TÂCHE COURTE 1:
Indiquez par oui ou par non si chacune des affirmations suivantes concorde avec l'entretien sur le CEP et le rapport de l'OEA, en citant à l'identique les mots du texte qui tranchent. (a) Le CEP est tenu de suivre les recommandations des experts de l'OEA. (b) La Commission de vérification doit évaluer les pratiques de tabulation des votes de l'élection présidentielle du 28 novembre 2010. (c) Selon la conseillère électorale, aucune pression n'a été exercée sur le CEP jusqu'à présent.
TÂCHE COURTE 2:
Poursuivez l'entretien sur le CEP et le rapport de l'OEA à la suite de sa dernière phrase.

SECTION DU DOCUMENT:
★ ★ ★ ★ ★ ★ ★
"Le CEP n'est pas lié par les recommandations des dits experts. Cependant, l'Institution électorale tiendra certainement compte de ces recommandations. Dans quelle mesure ? En tout ou en partie ? Il ne sera possible de statuer qu'après analyse. De toute manière, il serait souhaitable que le rapport apporte aux responsables du CEP l'éclairage nécessaire pour identifier d'éventuelles failles du système, des erreurs et/ou, le cas échéant, des malversations qui auraient échappé à ceux qui n'y sont pas impliqués et dont la vigilance aurait été trompée. Les conséquences en seront tirées", selon la conseillère électorale Mme Ginette Chérubin.
Haïti: LN- Est-ce que le CEP a reçu le rapport de la Commission de Vérification de l'OEA ?
GC- Le CEP doit recevoir incessamment ce rapport.
LN - Est-ce que cette mission a, selon les termes de référence, des prérogatives lui permettant de recommander un nouveau classement en fonction des données (PV) étudiées, analysées, rejetées et ou invalidées ?
Non. Le mandat de la Commission dite de vérification de l'OEA est :d'une part, d'évaluer les pratiques et procédures de tabulation des votes appliquées, lors des élections présidentielles du 28 novembre 2010, par le Service du CEP ayant cette attribution ; d'autre part, de produire des recommandations, suite aux observations des experts. Une seconde mission apportera une assistance technique à la phase contentieuse du processus.
LN- Le CEP a-t-il une réaction ? Si oui, est-ce qu'il est tenu par les recommandations, notamment le classement fait par la mission de l'OEA ?
GC- Le CEP n'aura de réaction qu'après analyse du rapport des experts.
Non, le CEP n'est pas lié par les recommandations desdits experts. Cependant, l'Institution électorale tiendra certainement compte de ces recommandations. Dans quelle mesure ? En tout ou en partie ? Il ne sera possible de statuer qu'après analyse. De toute manière, il serait souhaitable que le rapport apporte aux responsables du CEP l'éclairage nécessaire pour identifier d'éventuelles failles du système, des erreurs, (et) ou, le cas échéant, des malversations qui auraient échappé à ceux qui n'y sont pas impliqués et dont la vigilance aurait été trompée. Les conséquences en seront tirées.
LN- En bloc, la communauté internationale souhaite que l'on respecte les recommandations faites par cette commission. Est-ce que le CEP est sous pression, est-ce qu'il n'a d'autres choix que d'entériner les conclusions de la commission de l'OEA ?
GC- A date, à ma connaissance, aucune pression n'a été exercée sur le CEP (en tout cas, pas encore !). Je dirai personnellement que le CEP est « sous la pression de trouver une réponse adéquate » qui lui permette d'accomplir sa mission dans le meilleur des délais.
★ ★ ★ ★ ★ ★ ★
LIGNES DE DONNÉES:
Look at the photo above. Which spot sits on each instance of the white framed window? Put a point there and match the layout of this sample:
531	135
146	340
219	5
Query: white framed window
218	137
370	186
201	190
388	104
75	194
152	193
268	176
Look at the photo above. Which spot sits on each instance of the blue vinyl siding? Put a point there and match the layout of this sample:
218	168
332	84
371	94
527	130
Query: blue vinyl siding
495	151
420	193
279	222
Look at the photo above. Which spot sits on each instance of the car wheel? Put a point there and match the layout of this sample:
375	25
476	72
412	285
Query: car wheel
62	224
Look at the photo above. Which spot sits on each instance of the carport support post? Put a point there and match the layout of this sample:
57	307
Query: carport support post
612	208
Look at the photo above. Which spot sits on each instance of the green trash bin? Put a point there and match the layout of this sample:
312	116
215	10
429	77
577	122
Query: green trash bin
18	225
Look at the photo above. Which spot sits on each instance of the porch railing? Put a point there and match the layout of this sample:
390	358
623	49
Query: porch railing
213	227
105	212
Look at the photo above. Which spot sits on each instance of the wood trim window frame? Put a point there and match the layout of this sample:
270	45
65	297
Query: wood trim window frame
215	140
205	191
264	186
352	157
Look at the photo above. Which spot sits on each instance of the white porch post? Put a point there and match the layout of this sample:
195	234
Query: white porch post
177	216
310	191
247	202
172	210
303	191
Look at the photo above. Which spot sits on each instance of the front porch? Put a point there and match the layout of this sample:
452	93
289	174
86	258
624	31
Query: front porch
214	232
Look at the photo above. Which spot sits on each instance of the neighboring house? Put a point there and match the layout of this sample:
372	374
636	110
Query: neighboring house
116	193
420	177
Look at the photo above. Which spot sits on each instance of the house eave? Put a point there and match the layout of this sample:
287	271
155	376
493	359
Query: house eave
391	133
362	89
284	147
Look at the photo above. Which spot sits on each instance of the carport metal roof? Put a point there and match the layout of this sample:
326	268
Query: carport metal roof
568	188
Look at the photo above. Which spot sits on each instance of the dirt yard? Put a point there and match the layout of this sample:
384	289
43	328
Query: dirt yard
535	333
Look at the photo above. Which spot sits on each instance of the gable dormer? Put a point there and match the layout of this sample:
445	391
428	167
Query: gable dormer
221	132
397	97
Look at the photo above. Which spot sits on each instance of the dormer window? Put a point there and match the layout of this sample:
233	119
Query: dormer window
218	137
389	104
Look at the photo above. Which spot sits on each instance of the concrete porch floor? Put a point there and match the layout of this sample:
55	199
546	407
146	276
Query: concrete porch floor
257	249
★ ★ ★ ★ ★ ★ ★
RÉSULTAT DE L'EXERCICE 1:
(a) Non : « Non, le CEP n'est pas lié par les recommandations desdits experts. »
(b) Oui : « d'évaluer les pratiques et procédures de tabulation des votes appliquées, lors des élections présidentielles du 28 novembre 2010 »
(c) Oui : « A date, à ma connaissance, aucune pression n'a été exercée sur le CEP (en tout cas, pas encore !) »

RÉSULTAT DE L'EXERCICE 2:
Cependant, quelques organes de presse ont eu à relayer - nous les avons tous entendus - des messages à peine voilés de quelques-uns des partenaires étrangers du CEP. Certains d'entre eux sont même très provocateurs et portent en eux de forts relents de néo-colonialisme. Il convient de rappeler, une fois pour toutes, à ceux qui affichent pareille attitude, qu'en dépit de notre interminable descente aux enfers à laquelle plusieurs d'entre eux n'ont pas manqué de contribuer, nous n'avons guère perdu le sens la dignité que nous ont légué ceux-là grâce auxquels les valeurs de la Révolution française se sont concrétisées pour la première fois.
LN- Les élections ont été décriées. Est-ce que l'institution électorale est selon-vous au-dessus de tout soupçon ?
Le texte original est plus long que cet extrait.